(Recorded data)
• • • • •

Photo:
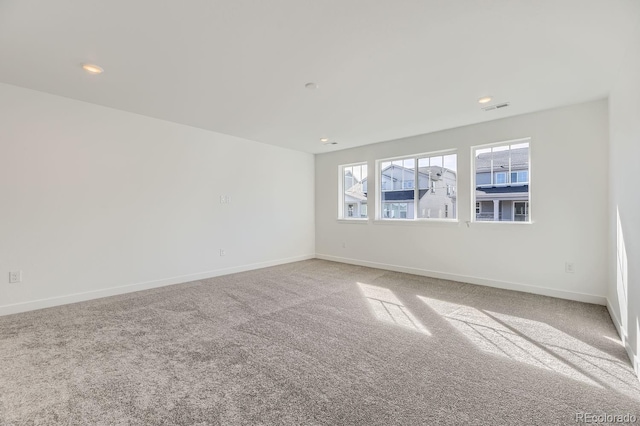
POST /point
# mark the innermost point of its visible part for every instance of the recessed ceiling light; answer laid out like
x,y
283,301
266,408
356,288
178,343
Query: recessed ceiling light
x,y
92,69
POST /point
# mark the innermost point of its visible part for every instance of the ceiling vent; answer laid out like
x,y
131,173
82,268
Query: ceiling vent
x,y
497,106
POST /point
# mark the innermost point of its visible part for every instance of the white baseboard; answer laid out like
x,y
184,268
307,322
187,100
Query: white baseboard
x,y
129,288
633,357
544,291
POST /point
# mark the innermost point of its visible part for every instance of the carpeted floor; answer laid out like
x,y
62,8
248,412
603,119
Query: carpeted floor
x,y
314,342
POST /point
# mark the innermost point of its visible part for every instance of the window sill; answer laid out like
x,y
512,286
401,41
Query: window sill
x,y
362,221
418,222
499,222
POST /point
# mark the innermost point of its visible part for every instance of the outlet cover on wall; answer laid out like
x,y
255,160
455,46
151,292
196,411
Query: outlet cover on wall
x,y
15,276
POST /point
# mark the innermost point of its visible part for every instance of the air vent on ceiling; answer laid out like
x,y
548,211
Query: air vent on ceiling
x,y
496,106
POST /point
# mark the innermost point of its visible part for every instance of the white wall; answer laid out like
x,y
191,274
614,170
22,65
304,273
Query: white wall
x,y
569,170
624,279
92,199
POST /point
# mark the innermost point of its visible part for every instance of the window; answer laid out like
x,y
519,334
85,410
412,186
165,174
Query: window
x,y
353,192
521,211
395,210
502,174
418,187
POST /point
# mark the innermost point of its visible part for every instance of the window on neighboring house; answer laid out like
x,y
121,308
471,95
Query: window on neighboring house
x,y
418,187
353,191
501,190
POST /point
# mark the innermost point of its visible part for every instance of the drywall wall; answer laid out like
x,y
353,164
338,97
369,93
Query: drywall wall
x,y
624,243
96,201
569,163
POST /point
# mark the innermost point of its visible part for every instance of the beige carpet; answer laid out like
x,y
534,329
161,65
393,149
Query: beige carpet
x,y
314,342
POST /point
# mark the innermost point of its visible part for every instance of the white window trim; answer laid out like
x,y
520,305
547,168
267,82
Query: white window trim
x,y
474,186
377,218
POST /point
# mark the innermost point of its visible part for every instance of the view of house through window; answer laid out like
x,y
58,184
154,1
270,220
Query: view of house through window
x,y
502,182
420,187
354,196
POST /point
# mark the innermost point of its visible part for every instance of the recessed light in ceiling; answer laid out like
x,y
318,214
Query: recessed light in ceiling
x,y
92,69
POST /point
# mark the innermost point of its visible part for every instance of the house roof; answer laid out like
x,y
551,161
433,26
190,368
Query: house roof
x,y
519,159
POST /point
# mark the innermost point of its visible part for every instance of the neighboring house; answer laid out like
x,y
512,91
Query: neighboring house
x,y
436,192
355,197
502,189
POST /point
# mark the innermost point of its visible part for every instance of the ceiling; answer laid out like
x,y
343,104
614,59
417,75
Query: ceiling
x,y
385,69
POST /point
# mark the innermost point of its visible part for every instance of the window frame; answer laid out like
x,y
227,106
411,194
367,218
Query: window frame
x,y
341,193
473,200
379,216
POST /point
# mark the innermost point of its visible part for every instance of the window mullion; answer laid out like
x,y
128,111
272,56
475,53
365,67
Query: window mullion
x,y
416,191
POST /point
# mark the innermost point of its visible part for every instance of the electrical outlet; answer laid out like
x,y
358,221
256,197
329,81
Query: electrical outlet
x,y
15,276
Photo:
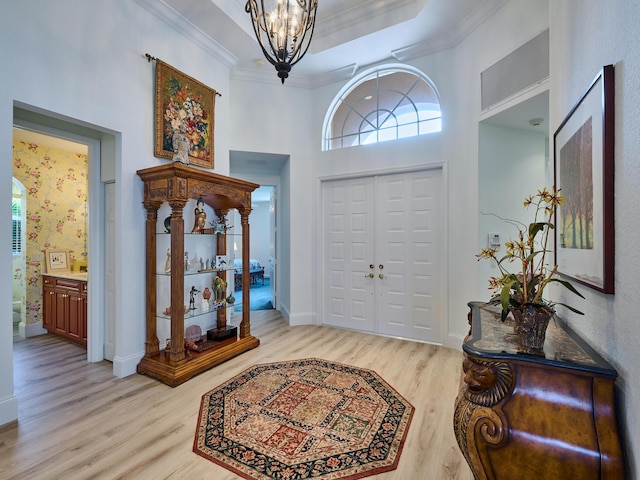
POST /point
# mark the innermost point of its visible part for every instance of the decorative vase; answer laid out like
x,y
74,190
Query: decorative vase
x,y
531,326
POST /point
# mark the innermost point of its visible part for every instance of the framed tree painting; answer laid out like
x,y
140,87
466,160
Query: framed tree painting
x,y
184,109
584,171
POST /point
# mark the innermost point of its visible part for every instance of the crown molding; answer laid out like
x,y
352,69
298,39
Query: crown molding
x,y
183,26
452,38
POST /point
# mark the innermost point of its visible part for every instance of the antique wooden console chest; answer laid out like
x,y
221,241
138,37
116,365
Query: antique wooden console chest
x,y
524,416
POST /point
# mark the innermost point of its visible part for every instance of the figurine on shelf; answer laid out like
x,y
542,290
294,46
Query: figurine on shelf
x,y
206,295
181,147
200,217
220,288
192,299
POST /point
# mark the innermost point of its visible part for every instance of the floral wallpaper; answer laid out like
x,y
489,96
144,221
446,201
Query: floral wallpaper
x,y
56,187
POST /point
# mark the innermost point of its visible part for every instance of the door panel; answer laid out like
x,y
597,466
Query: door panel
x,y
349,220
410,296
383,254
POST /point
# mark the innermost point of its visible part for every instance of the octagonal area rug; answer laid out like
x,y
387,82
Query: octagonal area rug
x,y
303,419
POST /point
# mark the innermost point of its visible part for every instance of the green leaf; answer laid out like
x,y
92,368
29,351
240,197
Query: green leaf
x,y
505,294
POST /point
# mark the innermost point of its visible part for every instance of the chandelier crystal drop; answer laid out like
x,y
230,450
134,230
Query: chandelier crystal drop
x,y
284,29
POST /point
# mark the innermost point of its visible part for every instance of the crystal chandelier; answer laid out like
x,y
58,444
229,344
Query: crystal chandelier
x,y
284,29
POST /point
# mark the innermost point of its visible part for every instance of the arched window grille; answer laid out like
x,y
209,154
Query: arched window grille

• • • • •

▶ _Exercise instructions_: Copy the records exactly as they appear, excluding images.

▶ _Problem solution_:
Photo:
POST /point
# mark the innermost point of its visible part for every instance of the recessed ceiling light; answer laid out like
x,y
283,301
266,408
356,288
178,343
Query: recessed ceiling light
x,y
92,69
POST /point
# mark the innermost point of its visible part for every instance of the ceiling vent; answer laid out like
x,y
131,173
82,268
Query: ceiling vent
x,y
497,106
POST /point
# mark the innermost point of its visible part for every instance of the white baseboard; answer laid out like
x,y
184,268
307,322
187,100
Query: white baseboard
x,y
129,288
633,357
544,291
POST /point
# mark the innermost point of its visible part for every instance of the carpeted floor; answer laid out like
x,y
62,8
248,412
603,119
Query: carpeted floor
x,y
314,342
POST /point
# mark the innermost point of its visible part for every instance of the window sill; answer laid out like
x,y
512,286
401,41
Query: window sill
x,y
362,221
418,222
499,222
POST /point
# mark the innermost point of its visible part for every instance of the outlet cover on wall; answer laid out like
x,y
255,160
455,46
151,292
196,411
Query: outlet cover on wall
x,y
15,276
POST /point
# mark the innermost point of its visible part for every instance of the air vent on ceiling; answer laid out like
x,y
548,211
Query: air vent on ceiling
x,y
496,106
POST /point
# mark the innermost point of its visible part for every instance of the white wall; answer laid out like
x,y
191,274
614,170
22,65
304,273
Query: white wall
x,y
569,170
624,279
92,199
POST /point
# mark the innermost point of its visible part for every instance of the window; answer laid out like
x,y
519,334
85,410
412,186
165,174
Query: window
x,y
353,192
521,211
395,210
502,174
418,187
POST /point
# mark the innermost point of its visible part for every instance of the window on neighboring house; answer laid out like
x,y
121,308
471,95
Query: window on neighboring house
x,y
418,187
353,191
501,190
POST /point
# mark the innermost point of its visible part for every instance of the drywall wall; answer laid out like
x,y
353,164
338,97
369,93
Query: drywall wall
x,y
624,243
96,201
569,163
POST /point
# mark the innermost point of its visible part for every instance of the beige carpet; answer laid out like
x,y
534,329
161,65
393,149
Query: beige carpet
x,y
314,342
POST /point
# mark the innermost point of its visible part for every instance of the white window trim; answer laid out like
x,y
520,305
547,168
267,82
Query: white window trim
x,y
474,186
377,218
POST /point
# mark the innermost point of its visible part for every instance of the view of house through window; answer laid out like
x,y
58,184
154,1
270,220
Query: view of house through window
x,y
502,182
420,187
354,196
POST /point
# mark the innermost point of its visible part for every instance of the recessed light in ceiling; answer laid out like
x,y
318,214
Query: recessed light in ceiling
x,y
92,69
POST /point
# mark the innermost point of its visible part for every instance of the house roof; answer laid out like
x,y
551,161
433,26
190,368
Query: house roof
x,y
519,159
POST /point
# mark the innermost point of its visible part for every instance of the neighboring house; answer laid out like
x,y
512,91
Query: neighboring house
x,y
436,192
355,197
502,189
POST /point
# mark the innermost point of its visible part for every instance of the ceiling; answer laid out like
x,y
343,104
614,59
417,75
Query: ceiling
x,y
385,69
POST /point
# mark the innermost point of its visible part for every instance of the window frame; answer laid out like
x,y
227,106
411,194
367,218
Query: window frame
x,y
341,193
473,200
379,216
POST /point
# mark the innermost point of its visible part for every instance of the window mullion; answer laid out like
x,y
128,111
272,56
475,53
365,67
Query: window mullion
x,y
416,191
POST /point
# mark the innermost point of its visible part for every instance of the electrical outlet; answer laid out like
x,y
358,221
256,197
329,81
Query: electrical outlet
x,y
15,276
Photo:
POST /point
# mark the innermost point of its visible part for every instance of the decorative vase; answer laid out like
x,y
74,190
Query: decorative vase
x,y
531,326
POST /point
# mark the innermost point of its visible part for every instance of the framed tree painting; answer laid out like
x,y
140,87
466,160
Query: framed tree painting
x,y
184,109
584,171
POST /point
# mark the innermost point of its visible part for every instance of the crown molding; answer laid out like
x,y
352,69
298,39
Query: crown molding
x,y
183,26
452,38
POST /point
# mark the innermost point of its visible part for every instance of the antique wooden console chest; answer laid out like
x,y
221,241
138,37
116,365
Query: antique wooden console chest
x,y
524,416
POST /point
# mark the innermost point of its visible part for every instance of the figurine on shelf; answer laid out like
x,y
542,290
294,46
Query: figurine on shelf
x,y
206,295
181,147
200,217
220,288
192,299
POST /point
# mark the innermost point of its visible part for every instance of the floral wallpaper; answer laid out like
x,y
489,96
144,221
446,201
Query: floral wallpaper
x,y
56,187
POST /point
# mark the innermost point of its visible part for every instance of the door panel; answer laid out like
x,y
597,466
Query: door panel
x,y
349,220
410,296
383,254
POST /point
# mark the innermost point of its visible part for every instance of the octagonal area rug; answer laid out like
x,y
387,82
Query: octagonal area rug
x,y
303,419
POST /point
# mark the innermost point of its visible part for every instance of the green leaf; answer laid out like
x,y
92,368
29,351
240,197
Query: green leaf
x,y
505,294
POST /point
# mark the innermost point of its visible part for every instance of the chandelier crystal drop; answer laid out like
x,y
230,450
134,230
Query: chandelier crystal drop
x,y
284,29
POST /point
# mark the innermost point of its visible part for every instance of the crystal chandelier; answer laid out like
x,y
58,444
229,344
Query: crystal chandelier
x,y
284,29
POST /point
# mark the innermost point of its visible part for every instance of the arched window grille; answer laid out like
x,y
209,154
Query: arched window grille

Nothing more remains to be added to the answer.